## DOCUMENT EXCERPT
[Start of Attachment]

Classical music offers a place of sanity in a harsh world. It clears the haze of daily life and allows us a glimpse of the thoughts and feelings of great people and a connection to our higher selves. And of their vulnerabilities. Who wouldn’t want to be inside Einstein’s head, or Picasso’s or Martin Luther King’s, as they thought and felt their great deeds? Well, I do. My life’s commitment is to be the instrument which recreates the vision of great composers for others.

Unlike painting or literature, classical music is experienced directly in time. Though I enjoy recordings of great pianists and orchestras, I relish hearing one as it happens. A live performance reflects a unique snapshot in time, much like sports are reality in action. Just like the excitement of a supportive crowd in sports, the audience affects performers with their attention and enjoyment. In a live performance, the history of today day can cue a great performer to fresh new depths of expression and heights of emotion for those listeners.

Orchestral performances are an intersection of many parts. First you have the music itself and the history of its style, something like recreating Van Gogh’s Starry Night. Then you have the particular orchestra and conductor, the “repainters”, if you will. Each member of the orchestra brings their own ideals and experience to the table, which then has to amalgamate into one voice. Then there are the acoustics of the hall, and the audience’s interest. It comes together each time to form a unique experience. When it all gels and the energy builds towards perfection, a particular performance can become an epiphany for all concerned.

Back to my own life and career. I may fix numerous good reeds at home, but few withstand the test of playing in my hall. The acoustics are deplorable, sadly, for the orchestra and especially the audience. This is not a concert hall, but a movie theater. It is not meant for the sublte voice of great music. I need a dense, resonant tone to carry my musical intentions to the odd corners of the cavernous room and the ears of listeners. Dozens of hours of work are usually spent to find the right reed for the hall, one which responds in the weather of that day and the demands of that night’s music.

[End of Attachment]

## DATA UNDER STUDY
[Start of Attachment]

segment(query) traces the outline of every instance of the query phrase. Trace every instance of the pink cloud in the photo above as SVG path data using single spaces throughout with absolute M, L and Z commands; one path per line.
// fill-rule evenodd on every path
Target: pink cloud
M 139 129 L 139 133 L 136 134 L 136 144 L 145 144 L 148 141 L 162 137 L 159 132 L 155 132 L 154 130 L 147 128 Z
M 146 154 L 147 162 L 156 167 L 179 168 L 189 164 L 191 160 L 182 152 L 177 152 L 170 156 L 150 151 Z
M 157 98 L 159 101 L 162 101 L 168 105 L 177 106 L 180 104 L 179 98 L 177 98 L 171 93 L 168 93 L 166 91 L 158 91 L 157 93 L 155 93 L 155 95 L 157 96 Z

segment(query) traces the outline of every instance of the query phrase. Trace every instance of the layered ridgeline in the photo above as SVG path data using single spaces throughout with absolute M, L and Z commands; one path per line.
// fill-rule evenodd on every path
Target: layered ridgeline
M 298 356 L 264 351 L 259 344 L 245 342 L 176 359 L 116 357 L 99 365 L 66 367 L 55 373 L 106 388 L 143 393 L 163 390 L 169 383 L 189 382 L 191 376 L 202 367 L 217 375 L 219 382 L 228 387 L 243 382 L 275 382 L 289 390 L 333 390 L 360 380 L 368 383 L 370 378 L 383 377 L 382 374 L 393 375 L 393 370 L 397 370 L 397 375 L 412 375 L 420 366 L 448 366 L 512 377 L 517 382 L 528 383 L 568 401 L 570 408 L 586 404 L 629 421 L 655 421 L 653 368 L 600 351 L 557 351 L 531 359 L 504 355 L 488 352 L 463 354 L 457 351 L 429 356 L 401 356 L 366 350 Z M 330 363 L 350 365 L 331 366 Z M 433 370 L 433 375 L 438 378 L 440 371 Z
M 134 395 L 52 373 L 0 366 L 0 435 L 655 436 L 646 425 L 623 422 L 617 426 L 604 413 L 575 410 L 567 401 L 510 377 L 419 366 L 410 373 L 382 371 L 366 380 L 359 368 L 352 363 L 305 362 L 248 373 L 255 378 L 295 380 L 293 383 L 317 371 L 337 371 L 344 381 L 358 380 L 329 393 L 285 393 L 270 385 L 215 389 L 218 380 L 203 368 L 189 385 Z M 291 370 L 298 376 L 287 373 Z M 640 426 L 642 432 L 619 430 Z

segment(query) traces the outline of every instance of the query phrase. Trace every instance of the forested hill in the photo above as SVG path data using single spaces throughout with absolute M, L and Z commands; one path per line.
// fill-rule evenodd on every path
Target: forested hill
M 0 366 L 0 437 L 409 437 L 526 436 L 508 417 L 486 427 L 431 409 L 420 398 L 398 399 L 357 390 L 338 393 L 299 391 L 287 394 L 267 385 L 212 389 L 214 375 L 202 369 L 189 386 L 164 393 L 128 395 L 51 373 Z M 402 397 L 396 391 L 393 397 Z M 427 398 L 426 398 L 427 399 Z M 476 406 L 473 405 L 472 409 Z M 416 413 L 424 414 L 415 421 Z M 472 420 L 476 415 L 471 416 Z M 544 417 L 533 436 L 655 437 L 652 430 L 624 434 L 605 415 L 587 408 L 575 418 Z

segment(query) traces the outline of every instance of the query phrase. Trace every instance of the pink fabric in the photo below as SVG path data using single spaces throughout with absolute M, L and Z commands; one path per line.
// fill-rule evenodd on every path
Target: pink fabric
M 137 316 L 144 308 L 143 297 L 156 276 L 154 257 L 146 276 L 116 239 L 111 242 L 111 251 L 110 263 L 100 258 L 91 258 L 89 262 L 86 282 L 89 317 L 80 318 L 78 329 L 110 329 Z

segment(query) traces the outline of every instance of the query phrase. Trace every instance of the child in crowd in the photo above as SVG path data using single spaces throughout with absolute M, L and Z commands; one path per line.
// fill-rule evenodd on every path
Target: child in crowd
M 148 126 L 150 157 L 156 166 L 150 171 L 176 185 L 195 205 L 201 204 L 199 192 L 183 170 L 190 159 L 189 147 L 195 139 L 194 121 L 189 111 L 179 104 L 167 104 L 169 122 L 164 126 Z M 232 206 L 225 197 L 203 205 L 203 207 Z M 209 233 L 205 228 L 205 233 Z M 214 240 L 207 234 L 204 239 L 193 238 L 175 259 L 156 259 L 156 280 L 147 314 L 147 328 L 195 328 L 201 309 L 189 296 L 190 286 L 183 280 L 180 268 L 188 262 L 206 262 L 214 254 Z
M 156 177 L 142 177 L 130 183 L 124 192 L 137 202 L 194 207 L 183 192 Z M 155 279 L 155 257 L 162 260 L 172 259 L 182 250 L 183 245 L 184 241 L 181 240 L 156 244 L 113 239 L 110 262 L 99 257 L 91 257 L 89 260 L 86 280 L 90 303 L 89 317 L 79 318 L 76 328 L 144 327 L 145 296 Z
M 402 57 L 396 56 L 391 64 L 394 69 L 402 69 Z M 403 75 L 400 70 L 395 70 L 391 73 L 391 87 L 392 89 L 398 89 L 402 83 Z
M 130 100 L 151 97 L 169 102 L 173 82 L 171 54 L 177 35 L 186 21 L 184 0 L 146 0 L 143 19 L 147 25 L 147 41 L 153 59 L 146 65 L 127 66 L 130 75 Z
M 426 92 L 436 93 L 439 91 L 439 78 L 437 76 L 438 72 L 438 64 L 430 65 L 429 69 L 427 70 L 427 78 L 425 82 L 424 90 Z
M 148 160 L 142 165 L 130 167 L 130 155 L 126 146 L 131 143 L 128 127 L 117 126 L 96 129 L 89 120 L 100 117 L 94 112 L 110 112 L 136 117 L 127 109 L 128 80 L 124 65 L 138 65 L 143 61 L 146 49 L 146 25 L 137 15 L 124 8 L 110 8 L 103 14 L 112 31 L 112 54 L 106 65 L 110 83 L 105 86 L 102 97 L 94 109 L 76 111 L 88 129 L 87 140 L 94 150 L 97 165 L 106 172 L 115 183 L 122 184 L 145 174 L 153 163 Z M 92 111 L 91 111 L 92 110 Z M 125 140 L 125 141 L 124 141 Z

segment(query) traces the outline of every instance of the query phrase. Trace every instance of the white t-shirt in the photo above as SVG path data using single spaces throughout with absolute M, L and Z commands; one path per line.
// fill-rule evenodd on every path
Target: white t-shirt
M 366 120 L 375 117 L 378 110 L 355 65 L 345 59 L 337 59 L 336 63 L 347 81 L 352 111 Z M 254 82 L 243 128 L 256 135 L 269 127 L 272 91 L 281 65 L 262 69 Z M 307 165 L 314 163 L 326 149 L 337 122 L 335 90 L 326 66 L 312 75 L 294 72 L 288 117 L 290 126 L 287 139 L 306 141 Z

[End of Attachment]

## WORK REQUEST A
Update the passage on classical music, starting with "Back to my own" and going on through "that night’s music.", so that "movie theater" becomes "lecture hall".
## WORK REQUEST B
Carry on the personal essay about classical music and live performance from the point where it stops.

## ANSWER SPACE A
Back to my own life and career. I may fix numerous good reeds at home, but few withstand the test of playing in my hall. The acoustics are deplorable, sadly, for the orchestra and especially the audience. This is not a concert hall, but a lecture hall. It is not meant for the sublte voice of great music. I need a dense, resonant tone to carry my musical intentions to the odd corners of the cavernous room and the ears of listeners. Dozens of hours of work are usually spent to find the right reed for the hall, one which responds in the weather of that day and the demands of that night’s music.

## ANSWER SPACE B
Recently, I have been experimenting with other aspects of tone production, especially mouthpieces. When I first got this job 18 years ago, I had a great combination of reed type and mouthpiece which fit perfectly with the hall. I thought it was all the practicing I had done before winning the audition. I was naive. When that mouthpiece warped, ruining it, I searched for a decade and never found one with such beauty of tone. In the process I became a better musician. But it wasn’t without its cost in tens of thousands of dollars and countless hours and stress. Somehow I wonder if it’s worth it. I warn students of the gravity of choosing a music career.

All this thought and activity is before I play a note in a concert. In a live performance, a musician is naked. No second takes. Even beyond practicing clarinet, I have worked a great deal behind the scenes to make it seem “effortless” on stage. I have studied various techniques for focus and presence in order to overcome fatigue and stress from so many hours of repetitive practicing.

In truth, much of my daily life since age 12 has been working toward the present performance. The goal may be ideal, but a human plays for it. Personally, I play better when I know I am being heard and appreciated. A great conductor helps bring my focus together, as does a great audience.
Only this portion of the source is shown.